-- Instructions for the task --
Would you repeat each line below precisely as it stands?

-- Data to use --

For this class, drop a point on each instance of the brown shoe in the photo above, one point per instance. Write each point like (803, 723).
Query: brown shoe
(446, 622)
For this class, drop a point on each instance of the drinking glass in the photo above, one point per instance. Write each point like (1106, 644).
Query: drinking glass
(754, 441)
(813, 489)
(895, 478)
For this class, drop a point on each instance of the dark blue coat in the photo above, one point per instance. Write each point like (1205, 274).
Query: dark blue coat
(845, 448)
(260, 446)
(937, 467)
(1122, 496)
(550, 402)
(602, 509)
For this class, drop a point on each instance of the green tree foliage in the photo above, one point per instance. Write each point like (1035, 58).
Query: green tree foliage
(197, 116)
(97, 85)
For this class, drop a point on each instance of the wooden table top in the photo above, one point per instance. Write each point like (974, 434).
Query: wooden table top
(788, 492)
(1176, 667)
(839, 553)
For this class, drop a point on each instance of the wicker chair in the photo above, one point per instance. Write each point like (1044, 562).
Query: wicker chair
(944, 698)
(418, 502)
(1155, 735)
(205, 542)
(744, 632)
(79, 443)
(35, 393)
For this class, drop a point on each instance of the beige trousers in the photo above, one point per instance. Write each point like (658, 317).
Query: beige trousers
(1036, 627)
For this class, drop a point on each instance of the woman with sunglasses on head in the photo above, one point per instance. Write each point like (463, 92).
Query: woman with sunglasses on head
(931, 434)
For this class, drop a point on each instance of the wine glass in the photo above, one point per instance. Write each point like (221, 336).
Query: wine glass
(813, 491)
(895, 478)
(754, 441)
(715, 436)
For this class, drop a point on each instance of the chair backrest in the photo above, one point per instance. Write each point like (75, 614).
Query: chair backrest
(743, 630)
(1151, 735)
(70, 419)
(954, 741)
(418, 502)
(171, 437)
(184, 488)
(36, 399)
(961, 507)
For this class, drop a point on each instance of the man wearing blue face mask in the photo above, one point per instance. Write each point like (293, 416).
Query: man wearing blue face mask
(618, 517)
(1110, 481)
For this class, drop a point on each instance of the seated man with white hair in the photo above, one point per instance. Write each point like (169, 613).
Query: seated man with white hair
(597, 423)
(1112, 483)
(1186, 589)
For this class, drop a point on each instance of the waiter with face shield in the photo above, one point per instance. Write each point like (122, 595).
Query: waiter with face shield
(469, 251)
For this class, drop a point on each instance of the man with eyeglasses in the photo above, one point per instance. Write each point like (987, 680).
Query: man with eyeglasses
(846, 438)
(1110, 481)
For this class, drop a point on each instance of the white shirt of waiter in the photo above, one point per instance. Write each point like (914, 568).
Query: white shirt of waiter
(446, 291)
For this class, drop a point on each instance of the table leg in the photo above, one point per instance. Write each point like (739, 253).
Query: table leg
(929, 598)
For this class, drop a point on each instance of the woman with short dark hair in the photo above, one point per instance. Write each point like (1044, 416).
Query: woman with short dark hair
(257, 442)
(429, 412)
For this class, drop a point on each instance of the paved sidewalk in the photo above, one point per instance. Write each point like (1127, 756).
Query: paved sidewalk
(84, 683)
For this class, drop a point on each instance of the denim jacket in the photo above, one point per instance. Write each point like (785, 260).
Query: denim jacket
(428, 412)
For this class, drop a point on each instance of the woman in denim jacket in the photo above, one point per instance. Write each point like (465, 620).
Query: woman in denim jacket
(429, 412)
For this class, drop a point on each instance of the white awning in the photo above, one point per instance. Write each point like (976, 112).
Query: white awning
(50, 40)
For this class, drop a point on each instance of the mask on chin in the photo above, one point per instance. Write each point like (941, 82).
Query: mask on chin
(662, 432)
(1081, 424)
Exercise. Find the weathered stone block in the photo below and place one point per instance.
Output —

-- Exercise response --
For this class, drop a point on each instance of the brown shoe in the photo above, one point per instance. Write each point like (803, 723).
Query: brown shoe
(446, 622)
For this class, drop a point on each instance of the drinking glass in the photo above, one point per instance. Write each point like (1106, 644).
Query: drinking glass
(754, 441)
(813, 489)
(895, 478)
For this class, drop a point on each instance of the dark blue coat in the photo above, one point per instance. Write each point like (1205, 274).
Query: dark blue coat
(845, 448)
(260, 446)
(937, 467)
(1122, 496)
(550, 402)
(602, 509)
For this class, drop a point on each instance of the green tree foliage in the photo above, one point per instance. Write each point like (1035, 58).
Query: green tree foliage
(197, 116)
(97, 85)
For this class, drop a point on each instance of the wooden table top in the photo above, one point per instance. Write each point like (974, 434).
Query: wooden table top
(788, 492)
(1176, 667)
(839, 553)
For this class, drop a point on each instance of the wicker chair in the photo above, one point per instance. Write each point like (1044, 562).
Query: wicker chair
(944, 698)
(418, 502)
(1155, 735)
(205, 542)
(744, 632)
(79, 443)
(35, 393)
For this class, drop a point on each instance of the beige trousers in the photo above, one point per instance. Write each point like (658, 317).
Query: beige trousers
(1036, 627)
For this class, drop a point on each instance of the woman with sunglasses on head in the photo above, one point per instance. Write each point like (463, 92).
Query: woman with sunglasses on head
(931, 434)
For this class, drop a point on each instance of the wine glass in the photo above, one point per instance. Write each point like (221, 336).
Query: wine glass
(813, 491)
(895, 478)
(754, 441)
(715, 436)
For this class, drop a point on each instance of the chair backrest in the photo above, one point per instance. Write each point like (75, 614).
Query: chair backrest
(743, 630)
(1151, 735)
(70, 419)
(954, 741)
(418, 502)
(171, 437)
(184, 488)
(36, 399)
(961, 507)
For this class, drop a point on each instance of the man wearing blue face mask in the photo above, one point per instance. Write each point like (293, 416).
Query: man wearing blue face mask
(618, 517)
(1110, 481)
For this class, drop a point on each instance of the seated man with white hair in the photo above, one point per instance. Write each point like (169, 613).
Query: seated man with white hair
(597, 423)
(1112, 483)
(1186, 589)
For this class, drop a point on each instance of the waiter with face shield in the photo above, one point per instance. Write each point like (122, 595).
Query: waiter with face shield
(469, 251)
For this class, drop a point on each instance of the man with eyeglasses in the photo above, one point per instance. Write each point like (987, 680).
Query: man with eyeglasses
(846, 438)
(1110, 481)
For this class, drop a point on each instance of the white shirt of waiter in the photo above, one point per instance. Write each point like (914, 568).
Query: white shirt of waiter
(446, 291)
For this class, drop a point on each instance of the table leg in the photo above, one point per instance. Write each point like (739, 253).
Query: table leg
(929, 598)
For this class, drop a point on each instance of the woman with short dark hair in the photo above, one point per instance. Write each point like (1044, 416).
Query: woman with short dark hair
(257, 442)
(429, 412)
For this class, drop a point on each instance of the paved sidewalk in the photo above, one point per instance. Write each point like (1127, 756).
Query: paved sidewalk
(84, 683)
For this class, drop a point on each instance of the denim jacket in the photo above, one point per instance. Write each point like (785, 260).
Query: denim jacket
(428, 412)
For this class, drop a point on each instance of the woman in denim jacket in the photo above, one point per instance. Write each point like (465, 620).
Query: woman in denim jacket
(429, 412)
For this class, drop a point on each instance of the white awning in the photo above, one point per instance. Write each point like (976, 112).
Query: white awning
(50, 40)
For this class, drop a point on each instance of the mask on chin in the photo above, one point per instance. Write each point like (941, 82).
Query: mask on chin
(662, 432)
(1081, 424)
Exercise. Find the weathered stone block in the photo below and place one point per instance.
Output —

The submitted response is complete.